- [Source data]:
^^^^^^^^

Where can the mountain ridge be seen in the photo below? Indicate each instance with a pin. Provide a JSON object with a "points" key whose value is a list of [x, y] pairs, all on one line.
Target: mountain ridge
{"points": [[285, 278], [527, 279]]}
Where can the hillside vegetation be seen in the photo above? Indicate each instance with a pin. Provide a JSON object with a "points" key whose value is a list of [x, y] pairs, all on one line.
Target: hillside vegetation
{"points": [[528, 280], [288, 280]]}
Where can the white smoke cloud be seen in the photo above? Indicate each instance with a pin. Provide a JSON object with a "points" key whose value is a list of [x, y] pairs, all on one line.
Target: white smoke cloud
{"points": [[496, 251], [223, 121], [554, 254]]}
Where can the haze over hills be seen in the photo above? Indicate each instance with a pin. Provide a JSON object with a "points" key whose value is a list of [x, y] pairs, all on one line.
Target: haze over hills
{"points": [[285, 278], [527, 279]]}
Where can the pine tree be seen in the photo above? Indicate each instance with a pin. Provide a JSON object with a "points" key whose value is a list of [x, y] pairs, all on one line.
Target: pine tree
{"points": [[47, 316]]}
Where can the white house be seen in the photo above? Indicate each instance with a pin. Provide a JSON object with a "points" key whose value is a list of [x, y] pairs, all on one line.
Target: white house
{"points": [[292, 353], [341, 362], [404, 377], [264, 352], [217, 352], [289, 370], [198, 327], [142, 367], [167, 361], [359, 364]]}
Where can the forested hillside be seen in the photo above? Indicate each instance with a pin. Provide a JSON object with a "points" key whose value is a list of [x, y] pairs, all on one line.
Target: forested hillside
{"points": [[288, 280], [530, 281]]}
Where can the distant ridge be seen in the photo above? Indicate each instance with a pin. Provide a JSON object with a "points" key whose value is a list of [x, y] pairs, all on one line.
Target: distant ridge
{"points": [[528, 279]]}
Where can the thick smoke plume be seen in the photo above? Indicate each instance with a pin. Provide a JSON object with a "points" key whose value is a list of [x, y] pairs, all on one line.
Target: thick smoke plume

^^^^^^^^

Convert the material above into a JSON array of strings, one string per line, omitting any blank lines.

[
  "Where can the mountain ridge be seen in the photo below? Indicate each instance with a pin. Provide a JSON object with a \"points\" key whose value is a list of [x, y] pairs, all on one line.",
  "Target: mountain ridge",
  "{\"points\": [[285, 278], [527, 279]]}",
  "Where can the hillside vegetation be seen in the photo above? Indicate each instance with a pin. Provide a JSON object with a \"points\" key whose value is a list of [x, y] pairs, all on one line.",
  "Target: hillside vegetation",
  "{\"points\": [[528, 280], [288, 280]]}",
  "Where can the white smoke cloud be seen in the photo above? Indicate each instance with a pin. Provide a JSON object with a \"points\" key whose value is a list of [x, y] pairs, all on one line.",
  "Target: white smoke cloud",
  "{\"points\": [[496, 251], [223, 121], [554, 254]]}",
  "Where can the haze over hills be seen in the photo above? Indicate each instance with a pin. Provide a JSON object with a \"points\" key whose value is a list of [x, y] pairs, all on one line.",
  "Target: haze over hills",
  "{\"points\": [[285, 278], [527, 279]]}",
  "Where can the pine tree be seen in the photo above? Indicate each instance with a pin. Provide a JSON object with a \"points\" key whose value is a list of [x, y] pairs, all on one line.",
  "Target: pine tree",
  "{\"points\": [[47, 316]]}",
  "Where can the white house be seen in the photo above? Indicate each instance with a pin. Provide a JSON object with a \"points\" key whose value is a list of [x, y] pairs, all on one line.",
  "Target: white house",
  "{\"points\": [[292, 353], [341, 362], [404, 377], [264, 352], [217, 352], [289, 370], [198, 327], [142, 367], [167, 361], [359, 364]]}",
  "Where can the forested hillside be seen in the photo above? Indicate each instance with a pin. Provide a JSON object with a \"points\" key whose value is a list of [x, y] pairs, all on one line.",
  "Target: forested hillside",
  "{\"points\": [[288, 280], [530, 281]]}",
  "Where can the distant ridge be seen in the photo above? Indicate each instance with a pin. Provide a JSON object with a \"points\" key whose value is a list of [x, y] pairs, all on one line.",
  "Target: distant ridge",
  "{\"points\": [[528, 279]]}",
  "Where can the thick smoke plume be seen in the photo above? Indicate each instance with a pin. Provide a JSON object with a \"points\" key whose value is a list of [x, y] pairs, all on one line.",
  "Target: thick smoke plume"
]